▶ [What you have to do] What is needed is the run of lines from the one with "# test: point to the decorative" through the close of the data, set down exactly.

# start of Supplied information

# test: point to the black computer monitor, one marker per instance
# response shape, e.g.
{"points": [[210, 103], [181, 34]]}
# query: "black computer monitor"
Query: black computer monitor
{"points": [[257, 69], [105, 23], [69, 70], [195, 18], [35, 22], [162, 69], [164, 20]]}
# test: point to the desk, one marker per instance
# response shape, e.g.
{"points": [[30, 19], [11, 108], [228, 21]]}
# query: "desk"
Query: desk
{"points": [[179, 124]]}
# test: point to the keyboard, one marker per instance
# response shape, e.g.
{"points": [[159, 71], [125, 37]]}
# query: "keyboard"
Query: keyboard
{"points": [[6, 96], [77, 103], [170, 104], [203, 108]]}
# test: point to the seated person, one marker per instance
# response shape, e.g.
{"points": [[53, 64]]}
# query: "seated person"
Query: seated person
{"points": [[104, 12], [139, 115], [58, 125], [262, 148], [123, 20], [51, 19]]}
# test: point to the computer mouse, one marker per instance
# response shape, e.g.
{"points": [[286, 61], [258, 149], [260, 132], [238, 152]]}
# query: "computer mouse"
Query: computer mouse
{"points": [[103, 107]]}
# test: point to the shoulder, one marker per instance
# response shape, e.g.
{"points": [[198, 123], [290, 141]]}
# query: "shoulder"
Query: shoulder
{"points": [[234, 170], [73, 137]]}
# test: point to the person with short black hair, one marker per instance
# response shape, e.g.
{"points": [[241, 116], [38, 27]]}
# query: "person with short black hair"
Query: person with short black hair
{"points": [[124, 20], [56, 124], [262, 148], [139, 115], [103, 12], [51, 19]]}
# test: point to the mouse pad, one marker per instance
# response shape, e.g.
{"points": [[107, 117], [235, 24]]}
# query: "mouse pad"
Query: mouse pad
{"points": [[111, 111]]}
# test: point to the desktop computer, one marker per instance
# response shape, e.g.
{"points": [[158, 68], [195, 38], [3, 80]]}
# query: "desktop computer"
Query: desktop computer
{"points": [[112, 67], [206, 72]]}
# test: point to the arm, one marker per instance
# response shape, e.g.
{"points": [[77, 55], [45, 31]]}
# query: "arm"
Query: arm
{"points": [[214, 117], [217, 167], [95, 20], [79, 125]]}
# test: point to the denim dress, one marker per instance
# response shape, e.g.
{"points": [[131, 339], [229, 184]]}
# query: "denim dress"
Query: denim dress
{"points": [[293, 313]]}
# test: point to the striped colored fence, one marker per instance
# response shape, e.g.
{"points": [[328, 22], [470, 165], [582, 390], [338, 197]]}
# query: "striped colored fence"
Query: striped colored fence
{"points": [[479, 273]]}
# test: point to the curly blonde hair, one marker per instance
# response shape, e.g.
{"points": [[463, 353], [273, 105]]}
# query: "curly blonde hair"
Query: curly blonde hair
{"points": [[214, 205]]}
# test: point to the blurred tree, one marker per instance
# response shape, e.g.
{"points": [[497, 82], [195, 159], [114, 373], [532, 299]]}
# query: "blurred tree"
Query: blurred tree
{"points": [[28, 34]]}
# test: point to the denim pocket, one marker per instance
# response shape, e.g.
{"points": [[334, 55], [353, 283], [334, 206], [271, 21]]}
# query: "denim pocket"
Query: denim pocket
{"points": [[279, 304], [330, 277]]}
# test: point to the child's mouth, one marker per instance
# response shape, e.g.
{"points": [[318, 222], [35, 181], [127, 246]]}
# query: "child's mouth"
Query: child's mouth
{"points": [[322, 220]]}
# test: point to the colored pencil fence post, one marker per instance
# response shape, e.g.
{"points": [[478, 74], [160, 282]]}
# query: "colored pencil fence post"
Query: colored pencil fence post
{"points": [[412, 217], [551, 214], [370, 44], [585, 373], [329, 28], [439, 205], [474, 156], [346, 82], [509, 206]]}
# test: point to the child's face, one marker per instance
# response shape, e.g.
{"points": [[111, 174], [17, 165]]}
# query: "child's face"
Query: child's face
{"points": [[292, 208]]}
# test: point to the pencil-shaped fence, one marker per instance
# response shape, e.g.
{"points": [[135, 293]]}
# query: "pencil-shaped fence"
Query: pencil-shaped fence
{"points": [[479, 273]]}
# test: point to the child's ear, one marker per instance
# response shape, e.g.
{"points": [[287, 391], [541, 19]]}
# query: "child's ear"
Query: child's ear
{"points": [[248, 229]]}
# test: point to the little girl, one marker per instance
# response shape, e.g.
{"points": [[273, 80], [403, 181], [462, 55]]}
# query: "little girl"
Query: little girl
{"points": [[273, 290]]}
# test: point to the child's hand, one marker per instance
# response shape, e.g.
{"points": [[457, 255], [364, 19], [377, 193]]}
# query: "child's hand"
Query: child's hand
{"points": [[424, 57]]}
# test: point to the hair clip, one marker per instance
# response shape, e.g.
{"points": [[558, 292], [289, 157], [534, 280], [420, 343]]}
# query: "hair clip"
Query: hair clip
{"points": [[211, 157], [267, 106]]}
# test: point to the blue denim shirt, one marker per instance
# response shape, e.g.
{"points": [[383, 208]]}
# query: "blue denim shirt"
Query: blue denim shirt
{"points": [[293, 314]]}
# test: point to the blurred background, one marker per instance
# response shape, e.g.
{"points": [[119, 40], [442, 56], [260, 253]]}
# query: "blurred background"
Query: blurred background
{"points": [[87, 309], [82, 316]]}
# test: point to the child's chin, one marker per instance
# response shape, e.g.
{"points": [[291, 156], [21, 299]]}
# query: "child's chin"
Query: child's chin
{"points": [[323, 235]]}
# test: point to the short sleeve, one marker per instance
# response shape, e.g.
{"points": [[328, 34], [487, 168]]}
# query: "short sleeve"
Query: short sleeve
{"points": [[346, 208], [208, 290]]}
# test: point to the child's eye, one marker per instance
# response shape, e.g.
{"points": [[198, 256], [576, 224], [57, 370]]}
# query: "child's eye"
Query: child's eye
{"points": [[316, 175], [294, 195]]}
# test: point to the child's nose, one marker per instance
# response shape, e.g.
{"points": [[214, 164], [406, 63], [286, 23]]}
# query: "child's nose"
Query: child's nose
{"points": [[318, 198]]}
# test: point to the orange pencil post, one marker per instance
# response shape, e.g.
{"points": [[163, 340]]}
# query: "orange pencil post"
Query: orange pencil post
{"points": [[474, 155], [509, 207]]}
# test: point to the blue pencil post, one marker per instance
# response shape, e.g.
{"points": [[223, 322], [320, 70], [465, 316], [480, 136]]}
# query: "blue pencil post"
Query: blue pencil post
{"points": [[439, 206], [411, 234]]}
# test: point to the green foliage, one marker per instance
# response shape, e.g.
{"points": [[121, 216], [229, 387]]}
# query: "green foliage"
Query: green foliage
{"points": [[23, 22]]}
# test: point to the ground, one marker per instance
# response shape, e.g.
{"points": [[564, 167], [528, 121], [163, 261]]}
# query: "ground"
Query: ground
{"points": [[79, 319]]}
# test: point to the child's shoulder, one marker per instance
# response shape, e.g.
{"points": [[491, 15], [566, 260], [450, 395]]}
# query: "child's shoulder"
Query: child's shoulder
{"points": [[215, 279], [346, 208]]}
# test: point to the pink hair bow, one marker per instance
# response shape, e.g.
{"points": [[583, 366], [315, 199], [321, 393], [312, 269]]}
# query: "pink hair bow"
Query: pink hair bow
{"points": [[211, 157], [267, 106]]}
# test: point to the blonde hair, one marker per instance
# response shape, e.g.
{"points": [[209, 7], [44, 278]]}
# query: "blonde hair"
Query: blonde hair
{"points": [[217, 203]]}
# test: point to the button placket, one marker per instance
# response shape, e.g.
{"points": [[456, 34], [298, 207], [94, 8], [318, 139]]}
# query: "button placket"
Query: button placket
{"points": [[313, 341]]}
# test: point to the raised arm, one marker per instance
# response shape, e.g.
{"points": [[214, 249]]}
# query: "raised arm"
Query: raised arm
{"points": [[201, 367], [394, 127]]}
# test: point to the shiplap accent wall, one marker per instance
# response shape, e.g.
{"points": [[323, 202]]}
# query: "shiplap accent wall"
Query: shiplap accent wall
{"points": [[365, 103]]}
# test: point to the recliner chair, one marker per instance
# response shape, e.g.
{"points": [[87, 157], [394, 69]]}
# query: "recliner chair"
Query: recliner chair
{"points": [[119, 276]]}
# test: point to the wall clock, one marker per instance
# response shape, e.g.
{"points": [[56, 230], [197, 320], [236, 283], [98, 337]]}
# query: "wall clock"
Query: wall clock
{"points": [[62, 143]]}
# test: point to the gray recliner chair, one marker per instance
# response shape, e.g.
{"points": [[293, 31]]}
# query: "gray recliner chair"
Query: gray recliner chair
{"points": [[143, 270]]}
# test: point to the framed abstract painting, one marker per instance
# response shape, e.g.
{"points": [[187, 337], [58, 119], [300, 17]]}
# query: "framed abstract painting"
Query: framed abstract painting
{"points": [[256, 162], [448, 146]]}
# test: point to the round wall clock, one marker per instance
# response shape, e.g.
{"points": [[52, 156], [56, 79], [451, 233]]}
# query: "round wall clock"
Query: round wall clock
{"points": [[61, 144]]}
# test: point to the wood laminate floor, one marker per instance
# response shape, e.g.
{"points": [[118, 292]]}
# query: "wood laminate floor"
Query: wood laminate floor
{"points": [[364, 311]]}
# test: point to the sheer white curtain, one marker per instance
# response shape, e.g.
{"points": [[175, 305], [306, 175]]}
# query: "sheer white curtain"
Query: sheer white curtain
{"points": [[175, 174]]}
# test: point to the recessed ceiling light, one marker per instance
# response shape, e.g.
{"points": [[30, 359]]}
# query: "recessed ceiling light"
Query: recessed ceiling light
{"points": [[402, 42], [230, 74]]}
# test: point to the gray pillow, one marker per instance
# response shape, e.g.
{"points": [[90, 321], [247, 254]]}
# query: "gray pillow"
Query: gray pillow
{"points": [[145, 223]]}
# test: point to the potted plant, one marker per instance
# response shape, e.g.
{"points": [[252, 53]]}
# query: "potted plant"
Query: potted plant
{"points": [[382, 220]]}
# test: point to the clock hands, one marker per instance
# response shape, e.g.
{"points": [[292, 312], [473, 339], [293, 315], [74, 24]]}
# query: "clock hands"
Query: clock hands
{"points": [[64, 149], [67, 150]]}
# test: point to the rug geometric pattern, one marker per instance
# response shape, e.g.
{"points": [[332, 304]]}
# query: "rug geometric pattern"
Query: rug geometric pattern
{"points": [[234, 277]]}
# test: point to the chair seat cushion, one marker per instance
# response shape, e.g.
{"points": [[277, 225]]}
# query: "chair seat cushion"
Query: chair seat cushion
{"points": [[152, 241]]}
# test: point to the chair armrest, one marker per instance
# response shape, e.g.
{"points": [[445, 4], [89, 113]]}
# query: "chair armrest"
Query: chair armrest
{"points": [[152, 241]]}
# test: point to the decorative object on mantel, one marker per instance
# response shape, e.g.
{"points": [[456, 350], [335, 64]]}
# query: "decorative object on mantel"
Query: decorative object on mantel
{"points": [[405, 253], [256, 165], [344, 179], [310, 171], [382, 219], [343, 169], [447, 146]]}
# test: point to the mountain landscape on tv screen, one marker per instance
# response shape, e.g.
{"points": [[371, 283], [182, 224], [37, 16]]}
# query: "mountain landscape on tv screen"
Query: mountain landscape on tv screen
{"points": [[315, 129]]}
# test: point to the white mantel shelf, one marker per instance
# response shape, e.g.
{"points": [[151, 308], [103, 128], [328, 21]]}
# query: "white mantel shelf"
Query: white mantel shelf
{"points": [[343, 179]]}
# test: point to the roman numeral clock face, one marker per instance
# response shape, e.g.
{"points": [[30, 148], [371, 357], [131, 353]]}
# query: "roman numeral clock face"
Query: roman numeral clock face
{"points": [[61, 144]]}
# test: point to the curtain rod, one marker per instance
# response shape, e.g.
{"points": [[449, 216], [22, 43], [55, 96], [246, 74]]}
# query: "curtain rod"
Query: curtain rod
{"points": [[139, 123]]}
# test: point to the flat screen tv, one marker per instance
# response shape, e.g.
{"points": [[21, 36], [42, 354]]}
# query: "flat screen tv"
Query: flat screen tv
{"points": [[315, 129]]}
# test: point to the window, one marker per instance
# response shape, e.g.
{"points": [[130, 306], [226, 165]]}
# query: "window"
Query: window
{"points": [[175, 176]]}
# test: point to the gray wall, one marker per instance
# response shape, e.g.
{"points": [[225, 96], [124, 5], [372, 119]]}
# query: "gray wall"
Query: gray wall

# end of Supplied information

▶ [Task answer]
# test: point to the decorative object on mantel, one marker per instance
# response shape, e.g.
{"points": [[456, 350], [335, 64]]}
# query: "decorative object on mantel"
Query: decorative object on mantel
{"points": [[405, 253], [256, 165], [344, 179], [310, 171], [382, 219], [343, 169], [447, 146]]}
# test: point to the mountain landscape on tv screen, one marker per instance
# response shape, e.g.
{"points": [[371, 283], [182, 224], [37, 16]]}
# query: "mountain landscape on tv screen"
Query: mountain landscape on tv screen
{"points": [[315, 129]]}
# test: point to the white mantel shelf, one marker per instance
# response shape, e.g.
{"points": [[151, 308], [103, 128], [328, 21]]}
# query: "white mantel shelf"
Query: white mantel shelf
{"points": [[343, 179]]}
# test: point to the roman numeral clock face, one marker per instance
# response shape, e.g.
{"points": [[30, 148], [371, 357], [131, 353]]}
# query: "roman numeral clock face"
Query: roman numeral clock face
{"points": [[61, 144]]}
# test: point to the curtain rod, one marker per instance
# response shape, e.g.
{"points": [[449, 216], [22, 43], [55, 96], [246, 74]]}
# query: "curtain rod"
Query: curtain rod
{"points": [[139, 123]]}
# test: point to the flat screen tv, one marker per instance
# response shape, e.g.
{"points": [[21, 36], [42, 354]]}
# query: "flat screen tv"
Query: flat screen tv
{"points": [[315, 129]]}
# test: point to the window, one marker per instance
# response shape, e.g.
{"points": [[130, 306], [226, 165]]}
# query: "window"
Query: window
{"points": [[175, 176]]}
# test: point to the gray wall, one marker per instance
# response shape, e.g.
{"points": [[225, 96], [124, 5], [372, 119]]}
# query: "gray wall"
Query: gray wall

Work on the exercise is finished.